• [Aufgabe 1]:
Geben Sie aus den Einträgen jede Zeile zurück, in der die Zeichenfolge „blue“ vorkommt, wobei die Groß- und Kleinschreibung zu beachten ist.

• [Dokument]:
════════
MotoGP: Neuer Yamaha-Motor zu stark

Stefan Bradl über Fausto Gresini: «Bin schockiert»

Von Günther Wiesinger
Stefan Bradl fuhr eineinhalb Jahre lang im Aprilia Racing Team Gresini und lernte den Teamchef gut kennen und schätzen. Bradl: «Faustos Rennsport-Leidenschaft war deutlich spürbar.»

Stefan Bradl hat von Indianpolis 2015 bis zum Valencia-GP 2016 eineinhalb Jahre im Aprilia Racing Team Gresini als Teamkollege von Álvaro Bautista verbracht und sich in dieser Zeit die Anerkennung des heute verstorbenen zweifachen 125-ccm-Weltmeisters verdient. Bradl eroberte allein 2016 sieben Top-Ten-Ergebnisse mit der damals nicht sonderlich konkurrenzfähigen neuen RS-GP 16.

Bradl hatte die erste Saisonhälfte 2015 im Forward-Yamaha-Team in der Open Class verbracht, doch der mehrlichtige Teambesitzer Cuzari wurde damals am Tag nach dem Sachsenring-GP verhaftet und für vier Wochen in Untersuchungshaft gesteckt. Die Zukunft des Teams war ungewiss, die Finanzierung der restlichen Saison nicht gesichert, Forward blieb damals die meisten Rechnungen schuldig.
════════
• [Aufgabe 2]:
Führen Sie den obigen Bericht über Stefan Bradl und Fausto Gresini im Anschluss an seinen letzten Satz fort.
════════
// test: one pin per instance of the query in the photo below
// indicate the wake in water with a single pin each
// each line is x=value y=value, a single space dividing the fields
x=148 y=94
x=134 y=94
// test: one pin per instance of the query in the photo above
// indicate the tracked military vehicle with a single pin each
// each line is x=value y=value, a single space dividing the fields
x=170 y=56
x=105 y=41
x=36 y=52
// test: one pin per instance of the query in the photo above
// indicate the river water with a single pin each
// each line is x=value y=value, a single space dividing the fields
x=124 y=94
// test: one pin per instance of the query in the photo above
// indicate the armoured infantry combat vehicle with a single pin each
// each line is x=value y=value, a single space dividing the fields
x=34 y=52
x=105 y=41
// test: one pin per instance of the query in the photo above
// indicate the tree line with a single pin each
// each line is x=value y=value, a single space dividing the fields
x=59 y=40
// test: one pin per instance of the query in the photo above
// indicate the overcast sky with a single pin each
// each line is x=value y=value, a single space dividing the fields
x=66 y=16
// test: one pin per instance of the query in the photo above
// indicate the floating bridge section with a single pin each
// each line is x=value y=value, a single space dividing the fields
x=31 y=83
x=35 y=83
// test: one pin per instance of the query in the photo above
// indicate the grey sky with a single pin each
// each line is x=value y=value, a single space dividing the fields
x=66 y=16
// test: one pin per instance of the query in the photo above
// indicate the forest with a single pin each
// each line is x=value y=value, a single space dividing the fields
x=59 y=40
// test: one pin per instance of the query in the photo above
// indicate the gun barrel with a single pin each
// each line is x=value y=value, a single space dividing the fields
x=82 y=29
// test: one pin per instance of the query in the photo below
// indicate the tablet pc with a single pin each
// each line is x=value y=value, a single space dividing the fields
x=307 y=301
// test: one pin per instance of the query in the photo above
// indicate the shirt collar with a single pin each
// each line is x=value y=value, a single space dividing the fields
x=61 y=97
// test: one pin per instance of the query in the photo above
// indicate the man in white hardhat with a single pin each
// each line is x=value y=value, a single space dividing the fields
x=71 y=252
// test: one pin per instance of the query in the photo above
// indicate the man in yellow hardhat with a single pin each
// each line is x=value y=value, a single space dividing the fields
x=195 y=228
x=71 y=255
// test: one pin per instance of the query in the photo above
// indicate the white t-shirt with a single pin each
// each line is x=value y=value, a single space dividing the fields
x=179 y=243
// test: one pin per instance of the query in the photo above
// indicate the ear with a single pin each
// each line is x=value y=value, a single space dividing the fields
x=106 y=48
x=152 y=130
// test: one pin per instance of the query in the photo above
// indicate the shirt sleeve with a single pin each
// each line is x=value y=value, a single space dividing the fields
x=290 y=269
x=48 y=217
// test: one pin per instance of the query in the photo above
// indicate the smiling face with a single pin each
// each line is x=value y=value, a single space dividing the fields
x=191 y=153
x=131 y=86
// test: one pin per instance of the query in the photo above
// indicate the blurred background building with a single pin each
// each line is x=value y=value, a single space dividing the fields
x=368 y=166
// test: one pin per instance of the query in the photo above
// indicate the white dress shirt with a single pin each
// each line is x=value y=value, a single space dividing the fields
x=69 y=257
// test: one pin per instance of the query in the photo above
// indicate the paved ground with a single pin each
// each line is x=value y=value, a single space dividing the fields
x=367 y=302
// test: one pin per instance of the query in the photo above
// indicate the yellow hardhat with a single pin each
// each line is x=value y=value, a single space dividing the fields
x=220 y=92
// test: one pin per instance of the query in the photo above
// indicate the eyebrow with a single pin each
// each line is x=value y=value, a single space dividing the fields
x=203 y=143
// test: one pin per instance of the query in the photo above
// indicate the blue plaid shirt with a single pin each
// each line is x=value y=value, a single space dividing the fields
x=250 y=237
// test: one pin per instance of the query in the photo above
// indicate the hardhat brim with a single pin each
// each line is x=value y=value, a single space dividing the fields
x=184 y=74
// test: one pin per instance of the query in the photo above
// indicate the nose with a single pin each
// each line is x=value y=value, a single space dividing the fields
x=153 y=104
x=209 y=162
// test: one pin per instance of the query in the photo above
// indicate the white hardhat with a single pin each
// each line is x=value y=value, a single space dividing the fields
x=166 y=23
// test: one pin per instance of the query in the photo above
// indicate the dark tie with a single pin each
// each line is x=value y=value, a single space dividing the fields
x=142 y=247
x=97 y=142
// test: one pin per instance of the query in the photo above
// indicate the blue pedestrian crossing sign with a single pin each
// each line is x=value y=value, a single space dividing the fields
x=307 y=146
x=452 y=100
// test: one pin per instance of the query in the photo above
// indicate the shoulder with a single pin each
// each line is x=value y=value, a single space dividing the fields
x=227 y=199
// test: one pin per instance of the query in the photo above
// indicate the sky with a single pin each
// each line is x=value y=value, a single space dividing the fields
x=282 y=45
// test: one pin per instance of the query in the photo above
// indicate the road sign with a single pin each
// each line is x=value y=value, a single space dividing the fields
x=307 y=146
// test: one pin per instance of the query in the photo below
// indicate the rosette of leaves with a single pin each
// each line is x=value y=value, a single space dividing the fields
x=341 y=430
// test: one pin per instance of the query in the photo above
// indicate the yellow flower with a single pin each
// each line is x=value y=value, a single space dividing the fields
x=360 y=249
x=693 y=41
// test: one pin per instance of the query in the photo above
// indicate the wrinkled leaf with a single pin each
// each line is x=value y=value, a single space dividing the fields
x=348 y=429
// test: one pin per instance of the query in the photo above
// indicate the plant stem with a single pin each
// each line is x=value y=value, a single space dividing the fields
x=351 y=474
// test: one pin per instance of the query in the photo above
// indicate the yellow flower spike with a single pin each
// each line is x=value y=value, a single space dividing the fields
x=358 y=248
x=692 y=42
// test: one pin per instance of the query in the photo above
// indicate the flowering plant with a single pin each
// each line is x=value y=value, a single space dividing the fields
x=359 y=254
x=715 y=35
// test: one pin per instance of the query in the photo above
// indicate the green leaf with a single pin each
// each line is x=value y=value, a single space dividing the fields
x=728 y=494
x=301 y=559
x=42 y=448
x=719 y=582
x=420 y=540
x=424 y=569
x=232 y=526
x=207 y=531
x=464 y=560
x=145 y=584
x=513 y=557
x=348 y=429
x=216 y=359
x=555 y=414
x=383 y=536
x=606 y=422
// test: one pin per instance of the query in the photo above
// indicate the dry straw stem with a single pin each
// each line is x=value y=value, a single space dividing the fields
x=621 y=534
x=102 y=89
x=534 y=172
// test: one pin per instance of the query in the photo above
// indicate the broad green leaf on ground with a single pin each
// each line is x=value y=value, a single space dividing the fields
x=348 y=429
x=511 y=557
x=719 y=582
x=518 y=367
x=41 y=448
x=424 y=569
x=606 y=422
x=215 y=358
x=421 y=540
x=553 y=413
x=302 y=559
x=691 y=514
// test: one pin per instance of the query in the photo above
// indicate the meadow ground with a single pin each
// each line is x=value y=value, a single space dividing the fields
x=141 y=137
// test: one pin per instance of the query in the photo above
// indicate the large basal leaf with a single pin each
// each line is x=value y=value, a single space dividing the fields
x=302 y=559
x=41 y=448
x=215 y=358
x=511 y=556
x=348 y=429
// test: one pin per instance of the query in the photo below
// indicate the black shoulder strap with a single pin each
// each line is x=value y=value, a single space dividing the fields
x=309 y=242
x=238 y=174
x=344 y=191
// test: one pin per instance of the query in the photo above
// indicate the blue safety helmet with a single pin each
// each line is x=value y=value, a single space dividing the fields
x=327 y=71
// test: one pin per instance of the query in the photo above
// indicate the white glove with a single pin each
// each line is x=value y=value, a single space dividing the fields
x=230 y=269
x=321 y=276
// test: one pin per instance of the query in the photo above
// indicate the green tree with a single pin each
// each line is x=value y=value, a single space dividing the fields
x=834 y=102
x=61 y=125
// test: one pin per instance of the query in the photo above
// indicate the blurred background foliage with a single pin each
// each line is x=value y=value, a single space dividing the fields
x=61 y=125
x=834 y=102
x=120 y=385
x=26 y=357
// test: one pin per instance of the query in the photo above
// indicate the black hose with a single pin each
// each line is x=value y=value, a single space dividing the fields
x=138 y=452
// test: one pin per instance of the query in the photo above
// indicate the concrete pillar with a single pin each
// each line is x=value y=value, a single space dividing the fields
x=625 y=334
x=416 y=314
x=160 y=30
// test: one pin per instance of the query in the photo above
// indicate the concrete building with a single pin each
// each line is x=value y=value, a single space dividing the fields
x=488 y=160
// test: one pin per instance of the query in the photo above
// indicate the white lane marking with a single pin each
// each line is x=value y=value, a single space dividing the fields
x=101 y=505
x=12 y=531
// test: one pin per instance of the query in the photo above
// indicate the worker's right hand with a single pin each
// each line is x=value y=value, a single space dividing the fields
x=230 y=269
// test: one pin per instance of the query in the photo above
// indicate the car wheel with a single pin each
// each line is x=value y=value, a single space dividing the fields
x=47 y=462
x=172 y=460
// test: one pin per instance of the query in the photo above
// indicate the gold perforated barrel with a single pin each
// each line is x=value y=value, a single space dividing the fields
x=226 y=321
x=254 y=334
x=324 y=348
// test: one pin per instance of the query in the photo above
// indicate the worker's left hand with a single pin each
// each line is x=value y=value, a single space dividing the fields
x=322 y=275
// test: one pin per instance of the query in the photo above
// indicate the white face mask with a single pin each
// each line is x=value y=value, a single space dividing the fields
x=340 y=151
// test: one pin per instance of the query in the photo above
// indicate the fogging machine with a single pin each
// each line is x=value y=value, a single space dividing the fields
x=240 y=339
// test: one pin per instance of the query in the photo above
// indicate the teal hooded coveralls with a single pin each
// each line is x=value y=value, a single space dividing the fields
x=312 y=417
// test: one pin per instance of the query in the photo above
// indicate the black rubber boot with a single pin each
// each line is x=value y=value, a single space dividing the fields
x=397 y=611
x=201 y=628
════════
• [Ergebnis 1]:
// indicate the blue plaid shirt with a single pin each
// indicate the blue pedestrian crossing sign with a single pin each
// indicate the blue safety helmet with a single pin each

• [Ergebnis 2]:
Deshalb kam Bradl in der dreiwöchigen Sommerpause mit Aprilia ins Gespräch. Aprilia-Rennchef Romano Albesiano hatte schon beim Deutschland-GP mit ihm verhandelt, zum zweiten Mal nach dem Sommer 2014. Albesiano hatte sich im Juli 2015 von Marco Melandri getrennt und beim Sachsenring-GP Notnagel Michael Laverty eingesetzt.

Nach der Verhaftung von Giovanni Cuzari bemühte sich Bradl um die Freigabe bei Forward und unterschrieb dann eilig bei Gresini, den Großteil der Verhandlungen führte zwar Aprilia. Aber Gresini musste seinen Segen geben und den Vertrag unterschreiben, denn ihm gehörten die beiden Teamplätze bei der Dorna.

Als Bradl dann beim zweiten freien Indy-Training schon schneller war als Bautista und frische, vielversprechende Set-up-Ideen einbrachte, wurde Sam Lowes MotoGP-Aprilia-Werksvertrag von 2016 auf 2017 geändert, und Bradl durfte sich schon beim zweiten Aprilia-Einsatz in Brünn als Stammfahrer für 2016 fühlen.

«Ich habe Fausto Gresini vor meiner Aprilia-Zeit nicht wirklich gut gekannt», hält Stefan Bradl fest. «Es gab ja in meinen drei LCR-Honda-Jahren bei Lucio Cecchinello eine starke Rivalität zu Gresini Honda, denn jeder Teamchef wollte das beste HRC-Kundenteam haben. Es gab einen gesunden Konkurrenzkampf. Ich habe Fausto erst bei Aprilia besser kennengelernt. Es gab aber immer eine leichte Sprachbarriere, denn sein Englisch war verbesserungsfähig. Im Aprilia-Team habe ich ihn dann erst näher kennengelernt. Als das Eis gebrochen war, ist das Verhältnis wirklich locker und gut gewesen. Man hat auch rasch gemerkt, mit welcher Leidenschaft und Begeisterung er seine Aufgabe erfüllt hat. Er hat den Rennsport geliebt und gelebt.»

Gresini ging auch manchmal in den Trainings raus an die Strecke und übte die Rolle eines Riding Coaches aus, wenn es seine Zeit zuließ.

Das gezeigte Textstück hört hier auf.